BEGIN Excerpt to read

Some random thoughts on death…

It seems as though death is all around me at the moment.  I have moved recently to a country coastal town, and met a local woman whose five year old daughter died last year from cancer.  A couple of weeks ago I learned that a former work colleague lost her partner to asbestos related cancer.  Another former colleague lost her new born baby that same day.  Yet another colleague from that same team found out two days later that her father had died suddenly and unexpectedly from a stroke.   And then we hear of the catestrophic events in Haiti.  Death too great to comprehend.  It almost seems as though it is closing in, like a sea mist that chills and pervades everything in its path.

Hearing about the tragic losses of others invariably leads to pondering one’s own mortality, and the lives of loved ones.  As a parent, I sometimes wonder about my children, will something happen.  It could be very easy to become paranoid about death, to imagine it around every corner.  I think that most people experience anxiety about death.  We are programmed for life.  Everything within us screams out for survival.  Yet we have this fear that something is going to get us.  Death is part of life, and we will all die at some point or another.    The fear is more about something happening before we are ready.  Arguably, we are never ready to face our own mortality.  Perhaps I reflect on this as one only can when one has not faced down the barrel of a terminal illness.

Death is always sad, but is somewhat more palatable when it comes in due time, at the end of life fully lived. The emphasis of the loss is shared with the celebration of the life that preceded it.  But it is hard to understand the life that is snatched away early – like the newborn child I referred to earlier.  Or the five year old girl.  Or any one of the thousands that perished in the Haitian earthquake.   The mother of the five year old girl feels that it was her child’s destiny to die young.  And that it was also her own destiny to experience losing her child, part of her own personal growth.  The kind of growth I could do without I think!

END Excerpt to read

=== What needs to be done ===
Extract the passage of the reflection on death between "Some random thoughts" and "in its path.", inclusive. Rely only on the text above for this.

BEGIN Data for analysis

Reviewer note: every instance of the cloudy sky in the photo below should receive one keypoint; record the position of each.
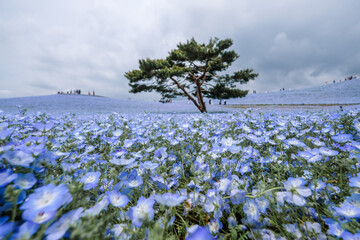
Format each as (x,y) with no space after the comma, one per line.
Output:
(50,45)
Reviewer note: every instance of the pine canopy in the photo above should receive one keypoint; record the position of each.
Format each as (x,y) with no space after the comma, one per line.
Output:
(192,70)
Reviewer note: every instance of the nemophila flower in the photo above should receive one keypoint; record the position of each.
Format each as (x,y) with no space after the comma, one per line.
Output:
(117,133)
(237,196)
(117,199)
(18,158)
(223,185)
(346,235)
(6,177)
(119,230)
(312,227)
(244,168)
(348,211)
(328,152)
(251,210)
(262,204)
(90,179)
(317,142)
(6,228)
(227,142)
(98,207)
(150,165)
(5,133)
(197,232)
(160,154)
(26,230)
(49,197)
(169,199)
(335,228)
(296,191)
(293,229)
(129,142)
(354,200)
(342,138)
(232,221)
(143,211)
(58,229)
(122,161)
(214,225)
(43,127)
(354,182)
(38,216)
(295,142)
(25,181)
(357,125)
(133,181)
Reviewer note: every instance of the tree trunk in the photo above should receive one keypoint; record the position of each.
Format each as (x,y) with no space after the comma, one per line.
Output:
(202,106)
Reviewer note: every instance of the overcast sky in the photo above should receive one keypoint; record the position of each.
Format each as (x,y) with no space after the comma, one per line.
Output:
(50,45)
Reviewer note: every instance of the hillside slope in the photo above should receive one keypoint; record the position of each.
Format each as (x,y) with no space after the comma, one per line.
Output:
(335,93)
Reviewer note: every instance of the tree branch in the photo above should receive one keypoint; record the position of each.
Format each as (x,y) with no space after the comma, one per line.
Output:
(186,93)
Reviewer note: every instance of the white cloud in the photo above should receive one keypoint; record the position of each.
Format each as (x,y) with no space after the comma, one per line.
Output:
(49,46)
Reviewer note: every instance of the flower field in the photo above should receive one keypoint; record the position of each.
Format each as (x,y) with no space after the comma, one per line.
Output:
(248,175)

END Data for analysis
BEGIN Data for analysis

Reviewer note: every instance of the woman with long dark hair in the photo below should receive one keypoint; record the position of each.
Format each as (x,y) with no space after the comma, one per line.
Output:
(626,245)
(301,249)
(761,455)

END Data for analysis

=== Answer for the task ===
Some random thoughts on death…

It seems as though death is all around me at the moment.  I have moved recently to a country coastal town, and met a local woman whose five year old daughter died last year from cancer.  A couple of weeks ago I learned that a former work colleague lost her partner to asbestos related cancer.  Another former colleague lost her new born baby that same day.  Yet another colleague from that same team found out two days later that her father had died suddenly and unexpectedly from a stroke.   And then we hear of the catestrophic events in Haiti.  Death too great to comprehend.  It almost seems as though it is closing in, like a sea mist that chills and pervades everything in its path.